* Selesaikan tugas berikut
A – Ringkaslah teks yang diberikan dalam dua kalimat.
B – Tentukan apakah setiap pernyataan berikut sesuai dengan teks yang diberikan. Jawab ya atau tidak, lalu kutip kata-kata dari teks yang menjadi dasarnya: (i) Ayat muhkamat memerlukan penafsiran lebih lanjut. (ii) Ayat mengenai gejala alam yang terjadi setiap hari dicontohkan sebagai ayat mutasyabihat. (iii) Ayat muhkamat pada umumnya bersifat larangan.

* Teks yang diberikan
****

Baca Juga : Kajian Orientasi Qur'an Hadist
SUMBER PELENGKAP AR-RA’YU
Secara garis besar ayat-ayat al-Qur’an
dibedakan atas ayat muhkamat dan ayat mutasyabihat. Ayat muhkamat adalah
ayat-ayat yang sudah jelas dan terang maksudnya dan hukum yang dikandungnya
tidak memerlukan penafsiran. Pada umumnya bersifat perintah, seperti penegakkan
shalat, puasa, zakat dan haji.
Sedangkan ayat-ayat mutasyabihat adalah
ayat-ayat yang memerlukan penafsiran lebih lanjut walaupun dalam bunyinya sudah
jelas mempunyai arti, seperti ayat mengenai gejala alam yang terjadi setiap
hari. Adanya ayat mutasyabihat mengisyaratkan manusia untuk mempergunakan
akalnya dengan benar serta berpikir mengenai ketetapan hukum peristiwa tertentu
yang tidak disebutkan secara eksplisit dalam al-Qur’an maupun Sunnah
Rasulullah.

****

* Data hasil ekstraksi
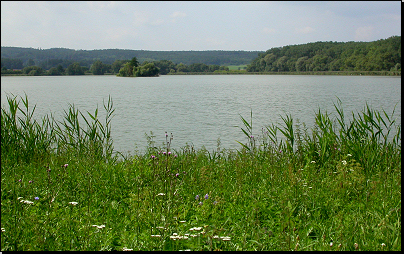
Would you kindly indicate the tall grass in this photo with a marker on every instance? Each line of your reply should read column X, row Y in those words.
column 336, row 186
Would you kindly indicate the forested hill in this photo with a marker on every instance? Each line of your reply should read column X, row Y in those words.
column 381, row 55
column 108, row 56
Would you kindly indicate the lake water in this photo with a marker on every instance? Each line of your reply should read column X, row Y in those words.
column 199, row 109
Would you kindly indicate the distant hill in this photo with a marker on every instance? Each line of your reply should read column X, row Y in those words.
column 108, row 56
column 380, row 55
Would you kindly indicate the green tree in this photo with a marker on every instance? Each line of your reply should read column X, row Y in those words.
column 75, row 69
column 32, row 70
column 146, row 70
column 98, row 68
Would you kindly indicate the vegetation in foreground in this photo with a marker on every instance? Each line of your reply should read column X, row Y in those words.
column 334, row 187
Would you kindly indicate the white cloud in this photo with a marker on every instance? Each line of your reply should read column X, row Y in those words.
column 305, row 30
column 176, row 15
column 267, row 30
column 364, row 33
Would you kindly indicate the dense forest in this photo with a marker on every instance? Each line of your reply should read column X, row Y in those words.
column 381, row 55
column 18, row 58
column 377, row 56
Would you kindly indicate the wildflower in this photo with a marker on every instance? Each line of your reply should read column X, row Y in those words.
column 225, row 238
column 99, row 227
column 195, row 228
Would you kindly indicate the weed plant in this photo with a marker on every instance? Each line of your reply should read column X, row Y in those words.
column 334, row 187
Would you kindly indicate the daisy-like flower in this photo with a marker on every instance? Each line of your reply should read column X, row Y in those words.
column 195, row 228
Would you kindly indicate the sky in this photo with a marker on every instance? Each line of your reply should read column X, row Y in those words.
column 194, row 25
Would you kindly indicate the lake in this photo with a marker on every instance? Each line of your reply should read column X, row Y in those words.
column 200, row 109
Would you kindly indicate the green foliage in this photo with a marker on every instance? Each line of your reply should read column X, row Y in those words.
column 32, row 70
column 381, row 55
column 305, row 190
column 48, row 58
column 75, row 69
column 146, row 70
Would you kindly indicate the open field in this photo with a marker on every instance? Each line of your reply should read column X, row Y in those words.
column 334, row 187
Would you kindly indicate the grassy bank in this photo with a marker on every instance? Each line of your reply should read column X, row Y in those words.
column 334, row 187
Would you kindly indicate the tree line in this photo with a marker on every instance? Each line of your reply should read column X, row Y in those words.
column 18, row 58
column 381, row 55
column 124, row 68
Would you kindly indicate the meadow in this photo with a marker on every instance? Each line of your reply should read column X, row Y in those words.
column 336, row 186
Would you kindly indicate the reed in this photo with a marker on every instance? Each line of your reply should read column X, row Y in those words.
column 335, row 186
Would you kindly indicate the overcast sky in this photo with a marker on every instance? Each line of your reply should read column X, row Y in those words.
column 201, row 25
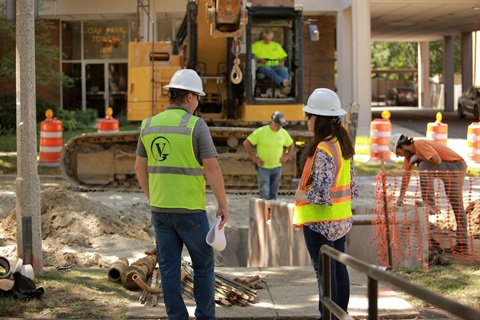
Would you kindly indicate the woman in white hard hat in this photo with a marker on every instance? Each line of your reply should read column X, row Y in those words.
column 175, row 154
column 323, row 198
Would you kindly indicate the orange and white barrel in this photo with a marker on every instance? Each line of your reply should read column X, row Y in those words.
column 380, row 132
column 438, row 131
column 473, row 142
column 51, row 140
column 108, row 124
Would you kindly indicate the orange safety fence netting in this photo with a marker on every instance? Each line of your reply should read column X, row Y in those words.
column 437, row 222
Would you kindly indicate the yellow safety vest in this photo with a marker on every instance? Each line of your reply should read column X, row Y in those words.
column 340, row 193
column 175, row 177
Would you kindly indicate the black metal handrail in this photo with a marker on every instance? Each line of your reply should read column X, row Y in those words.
column 374, row 276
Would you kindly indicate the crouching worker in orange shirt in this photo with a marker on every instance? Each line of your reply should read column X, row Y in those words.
column 434, row 160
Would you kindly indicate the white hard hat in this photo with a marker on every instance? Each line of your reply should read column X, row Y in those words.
column 186, row 79
column 324, row 102
column 394, row 140
column 278, row 118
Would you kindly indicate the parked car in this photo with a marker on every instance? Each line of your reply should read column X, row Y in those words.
column 468, row 103
column 401, row 97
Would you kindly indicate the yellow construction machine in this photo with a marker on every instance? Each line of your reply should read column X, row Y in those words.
column 215, row 39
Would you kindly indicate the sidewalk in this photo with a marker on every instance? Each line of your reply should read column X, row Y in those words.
column 291, row 293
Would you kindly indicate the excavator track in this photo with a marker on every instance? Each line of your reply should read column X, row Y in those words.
column 102, row 161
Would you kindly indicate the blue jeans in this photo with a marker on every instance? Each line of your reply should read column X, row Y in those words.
column 340, row 280
column 268, row 182
column 277, row 73
column 172, row 231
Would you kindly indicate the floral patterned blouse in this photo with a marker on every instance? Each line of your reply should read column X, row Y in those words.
column 321, row 179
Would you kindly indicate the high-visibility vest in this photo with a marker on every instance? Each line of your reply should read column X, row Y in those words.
column 340, row 193
column 175, row 177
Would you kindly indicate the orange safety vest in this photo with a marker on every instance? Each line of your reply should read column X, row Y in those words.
column 340, row 193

****

* Jawaban tiap tugas
A – Ayat-ayat al-Qur'an secara garis besar dibedakan atas dua jenis. Ayat muhkamat sudah jelas maksudnya dan hukumnya tidak memerlukan penafsiran, umumnya berupa perintah seperti shalat, puasa, zakat dan haji, sedangkan ayat mutasyabihat memerlukan penafsiran lebih lanjut dan mengisyaratkan manusia untuk mempergunakan akalnya dengan benar serta berpikir mengenai ketetapan hukum peristiwa yang tidak disebutkan secara eksplisit dalam al-Qur'an maupun Sunnah Rasulullah.

B –
(i) Tidak. "hukum yang dikandungnya tidak memerlukan penafsiran"
(ii) Ya. "seperti ayat mengenai gejala alam yang terjadi setiap hari"
(iii) Tidak. "Pada umumnya bersifat perintah"